Objective 1: From the article on the food safety bill, list each condition a small farm or processing facility must meet to get the exemptions in the Tester-Hagan amendment.

Text shown:
——

This is why the Food Safety Modernization Act, or SB510 created so much fear within circles that care about the continued existence of small, family-owned farms. Spurred on by the many recent outbreaks of food-borne illness, this bill, which passed the Senate on November 30, was called the most sweeping overhaul of our nation's food system in nearly a century. It was a great relief, therefore, that the version that finally passed the Senate included a number of amendments that would help shield small farmers from the very worst of SB510's regulatory burdens. The Tester-Hagan amendment, authored by Montana's Senator Tester and co-sponsored by Senator Kay Hagan of North Carolina was the subject of fierce debate and consumed much of the last two weeks of Senate action on the bill. It faced significant attacks from the large produce and meat trade associations, but enjoyed enough strong support from sustainable agriculture advocates and others that the amendment was incorporated into the final bill. In an abbreviated nutshell, this amendment provided exemptions and provisions for small farms and processing facilities that have gross sales of less than $500,000 annually, that direct market over 50% of their product directly to the consumer (for example, at a farm stand or farmer's market) or to stores or restaurants, and that sell to consumers, stores or restaurants that are within-state or within 275 miles of the farm's location.
As I finish writing this article on Friday, Dec. 17, the Food Safety Modernization Act's future appears dim. When it moved to the House, it was attached to the omnibus spending bill that subsequently failed to pass the Senate. There are some last minute efforts being made to keep the food-safety bill alive, but if these fail, it is thought that this legislation will not be able to be successfully revived next year.

——

Extracted material:

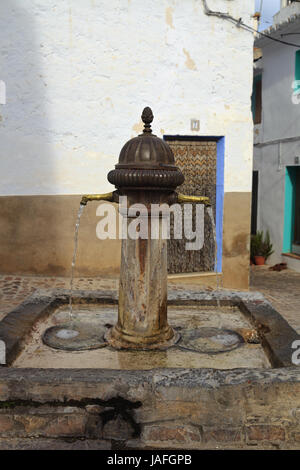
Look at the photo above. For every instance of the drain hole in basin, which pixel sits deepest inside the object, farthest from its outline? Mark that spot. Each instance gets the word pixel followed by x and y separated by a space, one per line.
pixel 75 337
pixel 210 340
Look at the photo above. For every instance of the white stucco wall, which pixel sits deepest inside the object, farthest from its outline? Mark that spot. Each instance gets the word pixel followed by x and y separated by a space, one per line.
pixel 79 72
pixel 280 122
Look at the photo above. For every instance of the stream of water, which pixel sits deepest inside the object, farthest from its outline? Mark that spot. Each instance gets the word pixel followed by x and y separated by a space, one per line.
pixel 218 277
pixel 80 211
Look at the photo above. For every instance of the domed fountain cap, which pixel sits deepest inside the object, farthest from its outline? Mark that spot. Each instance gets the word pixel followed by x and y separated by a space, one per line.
pixel 146 161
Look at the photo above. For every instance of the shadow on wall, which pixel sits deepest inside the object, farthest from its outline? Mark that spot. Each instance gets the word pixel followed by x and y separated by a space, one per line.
pixel 37 230
pixel 25 150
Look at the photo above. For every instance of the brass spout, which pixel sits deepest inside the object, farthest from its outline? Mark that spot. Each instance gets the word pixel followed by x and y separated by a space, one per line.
pixel 197 199
pixel 111 197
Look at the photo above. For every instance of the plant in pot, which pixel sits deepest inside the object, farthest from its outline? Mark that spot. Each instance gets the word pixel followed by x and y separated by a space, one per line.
pixel 261 247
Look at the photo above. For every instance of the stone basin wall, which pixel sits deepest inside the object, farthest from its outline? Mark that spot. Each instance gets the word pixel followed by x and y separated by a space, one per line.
pixel 170 409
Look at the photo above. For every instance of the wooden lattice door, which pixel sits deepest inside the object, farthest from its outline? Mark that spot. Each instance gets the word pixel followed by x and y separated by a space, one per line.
pixel 197 161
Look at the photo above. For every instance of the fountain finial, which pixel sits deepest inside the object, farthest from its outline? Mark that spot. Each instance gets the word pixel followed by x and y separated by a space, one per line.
pixel 147 118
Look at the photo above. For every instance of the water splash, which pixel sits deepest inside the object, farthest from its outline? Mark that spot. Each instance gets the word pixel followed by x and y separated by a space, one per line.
pixel 218 276
pixel 80 211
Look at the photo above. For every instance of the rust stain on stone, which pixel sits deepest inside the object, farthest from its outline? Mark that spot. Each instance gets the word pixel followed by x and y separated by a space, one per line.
pixel 169 17
pixel 190 64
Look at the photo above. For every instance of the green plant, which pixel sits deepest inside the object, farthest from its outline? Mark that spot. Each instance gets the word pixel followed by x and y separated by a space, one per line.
pixel 261 245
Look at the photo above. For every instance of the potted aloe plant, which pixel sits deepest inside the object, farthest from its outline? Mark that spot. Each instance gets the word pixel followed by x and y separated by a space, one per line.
pixel 261 247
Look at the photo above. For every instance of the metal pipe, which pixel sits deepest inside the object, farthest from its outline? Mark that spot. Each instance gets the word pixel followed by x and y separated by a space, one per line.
pixel 198 199
pixel 111 197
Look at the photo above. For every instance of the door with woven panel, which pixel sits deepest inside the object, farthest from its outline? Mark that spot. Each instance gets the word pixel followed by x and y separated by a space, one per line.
pixel 197 160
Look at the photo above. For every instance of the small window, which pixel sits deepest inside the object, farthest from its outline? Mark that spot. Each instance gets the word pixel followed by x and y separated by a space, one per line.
pixel 257 99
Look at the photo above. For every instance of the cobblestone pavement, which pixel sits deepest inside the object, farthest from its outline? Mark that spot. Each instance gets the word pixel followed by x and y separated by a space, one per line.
pixel 282 289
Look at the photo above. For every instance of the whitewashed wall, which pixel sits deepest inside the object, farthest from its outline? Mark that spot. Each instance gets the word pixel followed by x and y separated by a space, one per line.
pixel 79 72
pixel 280 122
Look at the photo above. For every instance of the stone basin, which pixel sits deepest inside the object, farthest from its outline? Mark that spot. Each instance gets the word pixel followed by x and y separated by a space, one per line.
pixel 229 383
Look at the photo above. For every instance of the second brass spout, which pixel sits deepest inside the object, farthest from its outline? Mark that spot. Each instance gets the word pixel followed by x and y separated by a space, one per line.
pixel 190 199
pixel 110 197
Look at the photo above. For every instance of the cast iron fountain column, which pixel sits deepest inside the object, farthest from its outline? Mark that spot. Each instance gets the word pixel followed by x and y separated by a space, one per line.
pixel 146 174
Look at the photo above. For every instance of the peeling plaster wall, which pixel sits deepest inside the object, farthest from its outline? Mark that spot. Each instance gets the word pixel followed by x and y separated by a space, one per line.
pixel 79 72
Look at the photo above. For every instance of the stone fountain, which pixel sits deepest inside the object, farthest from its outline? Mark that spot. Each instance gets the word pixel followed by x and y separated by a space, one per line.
pixel 146 174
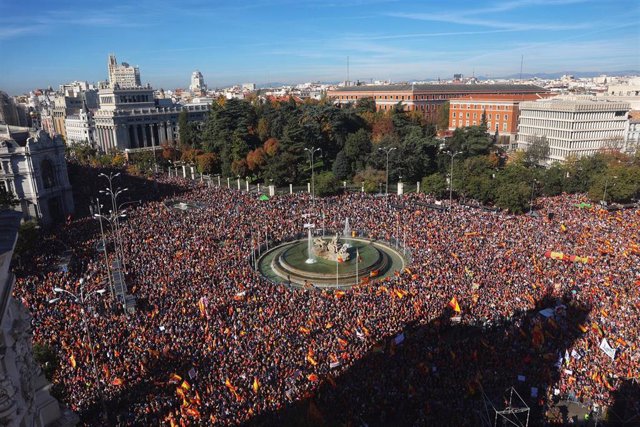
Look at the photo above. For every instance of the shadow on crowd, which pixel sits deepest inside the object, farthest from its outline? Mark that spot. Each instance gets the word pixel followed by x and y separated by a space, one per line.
pixel 445 373
pixel 87 183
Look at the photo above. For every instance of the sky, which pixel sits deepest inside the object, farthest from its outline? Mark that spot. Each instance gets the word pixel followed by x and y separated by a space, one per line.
pixel 49 42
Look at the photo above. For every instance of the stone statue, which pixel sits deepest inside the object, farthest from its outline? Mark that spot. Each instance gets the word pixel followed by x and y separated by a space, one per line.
pixel 333 250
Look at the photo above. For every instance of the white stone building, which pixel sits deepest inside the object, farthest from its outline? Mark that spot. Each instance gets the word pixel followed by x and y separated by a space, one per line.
pixel 123 75
pixel 573 126
pixel 80 127
pixel 34 169
pixel 24 391
pixel 130 118
pixel 197 83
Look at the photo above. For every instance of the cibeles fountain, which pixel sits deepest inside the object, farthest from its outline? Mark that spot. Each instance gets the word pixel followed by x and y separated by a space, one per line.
pixel 330 262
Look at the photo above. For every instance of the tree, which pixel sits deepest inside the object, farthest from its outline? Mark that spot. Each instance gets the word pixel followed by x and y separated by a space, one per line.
pixel 443 116
pixel 7 198
pixel 371 178
pixel 435 185
pixel 357 148
pixel 537 151
pixel 326 184
pixel 341 167
pixel 206 163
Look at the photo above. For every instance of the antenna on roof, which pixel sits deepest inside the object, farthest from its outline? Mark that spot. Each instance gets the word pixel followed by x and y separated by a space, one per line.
pixel 347 82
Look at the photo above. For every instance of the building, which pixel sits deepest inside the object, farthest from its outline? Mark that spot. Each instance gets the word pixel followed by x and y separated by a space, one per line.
pixel 123 75
pixel 33 167
pixel 24 391
pixel 80 127
pixel 197 83
pixel 501 112
pixel 573 126
pixel 632 133
pixel 8 110
pixel 425 98
pixel 131 118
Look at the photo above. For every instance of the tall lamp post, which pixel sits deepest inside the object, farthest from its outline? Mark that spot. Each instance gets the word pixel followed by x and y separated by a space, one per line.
pixel 114 205
pixel 453 156
pixel 97 214
pixel 387 151
pixel 604 195
pixel 82 299
pixel 533 189
pixel 311 152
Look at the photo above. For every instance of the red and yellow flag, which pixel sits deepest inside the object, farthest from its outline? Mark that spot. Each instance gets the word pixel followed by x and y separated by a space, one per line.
pixel 454 305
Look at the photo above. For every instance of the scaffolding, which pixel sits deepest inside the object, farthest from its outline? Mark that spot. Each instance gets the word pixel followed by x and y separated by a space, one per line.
pixel 515 413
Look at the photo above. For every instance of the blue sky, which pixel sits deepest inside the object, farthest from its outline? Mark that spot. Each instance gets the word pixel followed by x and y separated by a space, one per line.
pixel 49 42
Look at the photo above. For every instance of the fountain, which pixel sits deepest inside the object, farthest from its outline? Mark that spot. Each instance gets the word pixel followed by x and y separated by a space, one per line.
pixel 329 263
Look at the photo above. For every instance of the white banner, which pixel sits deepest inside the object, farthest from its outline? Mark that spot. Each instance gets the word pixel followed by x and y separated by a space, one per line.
pixel 604 346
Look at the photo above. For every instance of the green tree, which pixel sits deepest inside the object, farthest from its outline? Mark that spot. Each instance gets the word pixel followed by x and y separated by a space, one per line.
pixel 341 167
pixel 326 184
pixel 443 116
pixel 537 151
pixel 435 185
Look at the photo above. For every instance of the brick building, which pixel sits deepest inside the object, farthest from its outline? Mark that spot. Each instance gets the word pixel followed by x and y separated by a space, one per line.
pixel 426 98
pixel 502 112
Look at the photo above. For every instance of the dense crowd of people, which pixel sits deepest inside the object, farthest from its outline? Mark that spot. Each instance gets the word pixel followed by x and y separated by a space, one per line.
pixel 214 342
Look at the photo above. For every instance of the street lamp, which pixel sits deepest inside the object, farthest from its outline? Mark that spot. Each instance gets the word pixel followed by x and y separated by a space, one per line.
pixel 387 151
pixel 453 156
pixel 96 213
pixel 533 187
pixel 604 195
pixel 311 152
pixel 82 300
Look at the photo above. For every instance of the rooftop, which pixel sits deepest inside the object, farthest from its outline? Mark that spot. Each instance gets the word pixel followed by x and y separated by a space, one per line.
pixel 446 88
pixel 502 97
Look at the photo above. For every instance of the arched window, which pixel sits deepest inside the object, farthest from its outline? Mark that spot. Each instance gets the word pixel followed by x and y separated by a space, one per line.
pixel 48 174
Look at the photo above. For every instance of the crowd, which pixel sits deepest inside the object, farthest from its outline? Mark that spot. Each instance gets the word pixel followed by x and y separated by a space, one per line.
pixel 213 342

——

Objective 2: In the entries, update the lines from the one with "Look at the photo above. For every instance of the second" to the one with "pixel 87 183" by replacing "peeling plaster wall" with "cracked plaster wall" and keeping everything else the same. Return only those lines, without the pictures.

Expected output 1:
- Gross sales of less than $500,000 annually
- More than 50% of their product marketed directly to the consumer (for example, at a farm stand or farmer's market) or to stores or restaurants
- Sales to consumers, stores or restaurants that are within the state or within 275 miles of the farm's location

Expected output 2:
Look at the photo above. For every instance of the second brass spout, which pixel sits deepest inside the object, farthest from its outline? Mark that spot. Each instance gets the word pixel followed by x and y separated by a space, one per line.
pixel 190 199
pixel 110 197
Look at the photo above. For every instance of the cast iron fountain column, which pixel sits deepest inside the object, farthest from its outline? Mark that spot. Each instance gets the word pixel followed by x and y separated by a space, one per line.
pixel 146 174
Look at the photo above. For every instance of the cracked plaster wall, which pixel sits deepest inside the object, farthest from its outline? Mark that spot. Each instance gets the word pixel followed by x and y separated by a space, one per line.
pixel 79 72
Look at the photo above. For every instance of the stone fountain, which pixel sits deepest inside the object, farthest from its outline? Mark that spot. Each instance gets the word pixel followed by x and y separated by a space, one per line.
pixel 146 174
Look at the photo above. For every instance of the shadow on crowd, which pixel sits deepest inside the object, farthest from its outline? Mark that spot. Each instance gets the word pixel followed by x and y separated by a space, one per line.
pixel 445 373
pixel 87 183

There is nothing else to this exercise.